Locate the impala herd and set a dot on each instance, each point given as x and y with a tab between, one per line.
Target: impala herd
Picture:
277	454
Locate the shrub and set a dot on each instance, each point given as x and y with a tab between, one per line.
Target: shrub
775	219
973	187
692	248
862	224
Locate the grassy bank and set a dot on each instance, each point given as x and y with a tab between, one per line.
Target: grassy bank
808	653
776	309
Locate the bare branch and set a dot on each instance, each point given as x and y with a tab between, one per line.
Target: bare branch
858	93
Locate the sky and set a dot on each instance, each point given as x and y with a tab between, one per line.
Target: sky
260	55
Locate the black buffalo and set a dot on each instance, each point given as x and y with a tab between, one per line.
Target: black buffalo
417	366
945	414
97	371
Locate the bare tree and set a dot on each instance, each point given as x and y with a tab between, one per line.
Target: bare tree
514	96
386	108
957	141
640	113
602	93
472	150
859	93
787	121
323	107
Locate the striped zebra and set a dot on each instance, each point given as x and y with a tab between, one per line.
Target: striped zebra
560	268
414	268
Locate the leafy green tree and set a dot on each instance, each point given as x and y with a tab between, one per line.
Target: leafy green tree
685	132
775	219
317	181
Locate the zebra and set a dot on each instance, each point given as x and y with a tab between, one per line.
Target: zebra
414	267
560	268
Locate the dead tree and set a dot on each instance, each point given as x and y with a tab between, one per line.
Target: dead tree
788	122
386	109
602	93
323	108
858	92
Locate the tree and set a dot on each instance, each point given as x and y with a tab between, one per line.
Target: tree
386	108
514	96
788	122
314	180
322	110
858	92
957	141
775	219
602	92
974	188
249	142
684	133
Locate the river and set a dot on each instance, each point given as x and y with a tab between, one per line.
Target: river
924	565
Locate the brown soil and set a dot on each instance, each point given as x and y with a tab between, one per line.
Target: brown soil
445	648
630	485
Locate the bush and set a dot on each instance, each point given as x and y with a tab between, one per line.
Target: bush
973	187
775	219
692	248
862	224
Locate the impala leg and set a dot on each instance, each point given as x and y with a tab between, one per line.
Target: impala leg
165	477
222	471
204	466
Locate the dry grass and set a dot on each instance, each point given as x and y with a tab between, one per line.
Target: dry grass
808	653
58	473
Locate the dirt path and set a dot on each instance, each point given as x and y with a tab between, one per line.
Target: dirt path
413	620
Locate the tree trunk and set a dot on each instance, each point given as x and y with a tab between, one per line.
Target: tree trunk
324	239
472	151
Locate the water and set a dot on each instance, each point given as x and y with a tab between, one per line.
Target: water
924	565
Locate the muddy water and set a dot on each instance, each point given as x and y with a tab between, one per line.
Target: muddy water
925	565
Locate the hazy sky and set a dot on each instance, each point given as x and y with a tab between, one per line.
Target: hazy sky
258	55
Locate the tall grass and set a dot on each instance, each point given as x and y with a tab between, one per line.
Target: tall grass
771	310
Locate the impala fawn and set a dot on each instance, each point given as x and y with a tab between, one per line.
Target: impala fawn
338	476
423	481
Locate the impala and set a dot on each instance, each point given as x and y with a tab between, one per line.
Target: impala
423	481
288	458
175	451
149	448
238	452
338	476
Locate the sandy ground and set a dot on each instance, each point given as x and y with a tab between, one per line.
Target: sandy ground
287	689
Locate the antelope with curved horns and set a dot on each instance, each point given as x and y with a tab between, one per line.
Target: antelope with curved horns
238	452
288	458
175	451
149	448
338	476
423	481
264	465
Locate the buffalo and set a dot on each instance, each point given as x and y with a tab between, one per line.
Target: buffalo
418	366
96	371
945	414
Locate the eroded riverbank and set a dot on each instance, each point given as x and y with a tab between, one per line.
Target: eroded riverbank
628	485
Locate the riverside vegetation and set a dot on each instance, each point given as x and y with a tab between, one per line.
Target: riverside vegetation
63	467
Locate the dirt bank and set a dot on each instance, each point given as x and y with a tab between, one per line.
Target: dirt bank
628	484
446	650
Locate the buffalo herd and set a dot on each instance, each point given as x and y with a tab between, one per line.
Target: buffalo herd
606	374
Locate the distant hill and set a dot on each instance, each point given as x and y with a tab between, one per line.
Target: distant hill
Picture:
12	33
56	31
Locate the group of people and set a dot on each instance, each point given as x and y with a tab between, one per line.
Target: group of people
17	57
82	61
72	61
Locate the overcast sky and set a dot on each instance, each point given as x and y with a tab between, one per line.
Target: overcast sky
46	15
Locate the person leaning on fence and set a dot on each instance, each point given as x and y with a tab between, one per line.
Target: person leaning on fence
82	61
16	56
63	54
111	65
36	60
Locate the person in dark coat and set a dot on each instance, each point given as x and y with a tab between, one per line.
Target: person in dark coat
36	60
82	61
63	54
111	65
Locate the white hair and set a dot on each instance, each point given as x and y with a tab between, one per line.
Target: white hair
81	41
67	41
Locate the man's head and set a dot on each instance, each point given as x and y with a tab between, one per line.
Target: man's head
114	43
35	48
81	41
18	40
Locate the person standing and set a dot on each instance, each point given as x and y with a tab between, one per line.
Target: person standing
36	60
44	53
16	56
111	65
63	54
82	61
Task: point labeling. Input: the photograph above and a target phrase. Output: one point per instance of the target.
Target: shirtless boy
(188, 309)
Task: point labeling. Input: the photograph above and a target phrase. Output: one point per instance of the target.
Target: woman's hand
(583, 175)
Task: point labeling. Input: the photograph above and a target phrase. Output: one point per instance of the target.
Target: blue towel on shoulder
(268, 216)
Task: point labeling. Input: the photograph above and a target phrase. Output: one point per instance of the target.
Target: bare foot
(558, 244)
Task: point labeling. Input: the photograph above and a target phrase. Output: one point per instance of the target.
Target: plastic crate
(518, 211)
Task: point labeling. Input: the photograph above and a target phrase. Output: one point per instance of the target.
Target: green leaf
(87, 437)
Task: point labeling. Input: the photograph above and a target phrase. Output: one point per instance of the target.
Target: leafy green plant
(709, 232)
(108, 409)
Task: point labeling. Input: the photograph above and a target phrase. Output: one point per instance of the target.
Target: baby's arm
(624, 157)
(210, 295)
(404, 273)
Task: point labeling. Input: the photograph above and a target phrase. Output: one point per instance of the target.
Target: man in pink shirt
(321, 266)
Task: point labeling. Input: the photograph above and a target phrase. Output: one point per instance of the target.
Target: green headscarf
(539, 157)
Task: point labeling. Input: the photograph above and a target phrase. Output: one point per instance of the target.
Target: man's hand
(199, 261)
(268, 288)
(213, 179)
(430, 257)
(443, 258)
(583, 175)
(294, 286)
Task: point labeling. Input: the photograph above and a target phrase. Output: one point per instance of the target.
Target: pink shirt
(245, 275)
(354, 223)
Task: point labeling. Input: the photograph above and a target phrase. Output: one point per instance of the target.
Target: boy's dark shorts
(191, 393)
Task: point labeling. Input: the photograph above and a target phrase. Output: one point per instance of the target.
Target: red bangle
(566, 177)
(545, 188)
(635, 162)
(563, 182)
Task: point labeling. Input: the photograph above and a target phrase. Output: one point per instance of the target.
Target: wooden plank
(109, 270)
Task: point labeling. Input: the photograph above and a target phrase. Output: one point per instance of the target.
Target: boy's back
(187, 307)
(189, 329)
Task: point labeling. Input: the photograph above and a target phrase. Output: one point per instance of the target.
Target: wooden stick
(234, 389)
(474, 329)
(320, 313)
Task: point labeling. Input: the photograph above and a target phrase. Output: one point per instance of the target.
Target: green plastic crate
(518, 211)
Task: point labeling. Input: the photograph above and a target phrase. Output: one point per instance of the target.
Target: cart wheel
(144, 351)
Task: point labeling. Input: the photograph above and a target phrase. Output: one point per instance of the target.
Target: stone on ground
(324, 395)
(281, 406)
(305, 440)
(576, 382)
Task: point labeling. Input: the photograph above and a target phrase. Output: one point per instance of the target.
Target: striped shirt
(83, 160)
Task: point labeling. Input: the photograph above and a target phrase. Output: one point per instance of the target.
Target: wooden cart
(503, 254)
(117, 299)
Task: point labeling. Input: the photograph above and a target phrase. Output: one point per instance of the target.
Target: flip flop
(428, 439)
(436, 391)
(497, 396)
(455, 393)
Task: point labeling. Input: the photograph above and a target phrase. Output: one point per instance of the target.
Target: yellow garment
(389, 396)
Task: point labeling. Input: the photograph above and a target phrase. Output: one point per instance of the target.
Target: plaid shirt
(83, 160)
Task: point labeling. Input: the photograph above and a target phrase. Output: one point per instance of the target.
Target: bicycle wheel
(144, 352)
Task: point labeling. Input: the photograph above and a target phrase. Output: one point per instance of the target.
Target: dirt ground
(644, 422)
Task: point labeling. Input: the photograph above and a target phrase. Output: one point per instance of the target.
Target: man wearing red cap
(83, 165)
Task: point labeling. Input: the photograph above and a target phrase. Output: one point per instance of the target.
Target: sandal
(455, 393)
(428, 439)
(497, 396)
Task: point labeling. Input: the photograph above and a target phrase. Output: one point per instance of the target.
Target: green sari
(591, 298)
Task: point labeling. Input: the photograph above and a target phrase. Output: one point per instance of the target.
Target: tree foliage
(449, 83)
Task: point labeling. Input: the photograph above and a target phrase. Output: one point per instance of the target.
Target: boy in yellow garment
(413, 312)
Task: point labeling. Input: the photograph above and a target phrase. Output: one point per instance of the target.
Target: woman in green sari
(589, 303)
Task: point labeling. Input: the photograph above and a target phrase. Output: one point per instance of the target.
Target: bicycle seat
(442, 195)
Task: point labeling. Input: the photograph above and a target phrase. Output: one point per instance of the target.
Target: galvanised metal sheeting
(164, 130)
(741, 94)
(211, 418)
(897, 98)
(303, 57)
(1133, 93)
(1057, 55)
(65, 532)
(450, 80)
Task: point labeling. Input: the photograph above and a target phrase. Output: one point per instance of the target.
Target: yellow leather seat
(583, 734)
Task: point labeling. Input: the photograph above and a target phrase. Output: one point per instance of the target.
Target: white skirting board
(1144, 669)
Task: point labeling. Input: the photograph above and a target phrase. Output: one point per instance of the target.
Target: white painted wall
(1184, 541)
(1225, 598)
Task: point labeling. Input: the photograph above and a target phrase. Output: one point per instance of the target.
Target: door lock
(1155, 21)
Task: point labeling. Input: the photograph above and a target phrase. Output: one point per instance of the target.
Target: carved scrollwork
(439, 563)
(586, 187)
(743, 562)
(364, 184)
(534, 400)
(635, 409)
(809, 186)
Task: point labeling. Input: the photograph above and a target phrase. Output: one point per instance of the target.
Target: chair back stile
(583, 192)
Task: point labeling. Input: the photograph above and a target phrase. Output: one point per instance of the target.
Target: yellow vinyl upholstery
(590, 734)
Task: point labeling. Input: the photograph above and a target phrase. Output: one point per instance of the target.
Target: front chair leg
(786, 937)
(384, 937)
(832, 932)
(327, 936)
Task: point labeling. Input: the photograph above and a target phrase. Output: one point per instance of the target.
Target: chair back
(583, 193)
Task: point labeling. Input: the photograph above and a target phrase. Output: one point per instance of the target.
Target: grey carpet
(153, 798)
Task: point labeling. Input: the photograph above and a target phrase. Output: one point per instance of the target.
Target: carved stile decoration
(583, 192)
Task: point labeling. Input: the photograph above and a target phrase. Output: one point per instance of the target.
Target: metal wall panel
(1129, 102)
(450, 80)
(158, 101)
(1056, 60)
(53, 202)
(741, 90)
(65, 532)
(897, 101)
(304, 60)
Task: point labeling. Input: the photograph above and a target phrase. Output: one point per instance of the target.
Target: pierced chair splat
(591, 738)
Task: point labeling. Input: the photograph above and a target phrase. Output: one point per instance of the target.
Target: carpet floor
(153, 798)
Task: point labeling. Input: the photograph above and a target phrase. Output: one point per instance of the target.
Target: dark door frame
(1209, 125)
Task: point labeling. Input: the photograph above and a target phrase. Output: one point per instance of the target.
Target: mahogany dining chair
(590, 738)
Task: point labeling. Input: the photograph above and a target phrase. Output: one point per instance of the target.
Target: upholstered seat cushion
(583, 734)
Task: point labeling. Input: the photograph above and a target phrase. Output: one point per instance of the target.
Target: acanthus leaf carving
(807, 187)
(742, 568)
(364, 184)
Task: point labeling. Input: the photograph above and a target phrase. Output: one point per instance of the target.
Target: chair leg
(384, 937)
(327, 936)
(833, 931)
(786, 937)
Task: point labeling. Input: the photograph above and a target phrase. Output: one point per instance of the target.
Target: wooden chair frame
::::
To do:
The lines above, from the first through the one containing "Locate the grassy", must be restated word for word, with nothing added.

Result of the exercise:
Locate the impala herd and set a dot on each instance, each point given as x and y with a tab between, one per line.
Target: impala herd
Picture:
277	454
Locate the shrub and set a dot on each instance, each point given as x and y with a tab between, one per line.
Target: shrub
775	219
973	187
692	248
862	224
Locate the grassy bank and set a dot on each instance, each point given as x and y with a tab between, one per line.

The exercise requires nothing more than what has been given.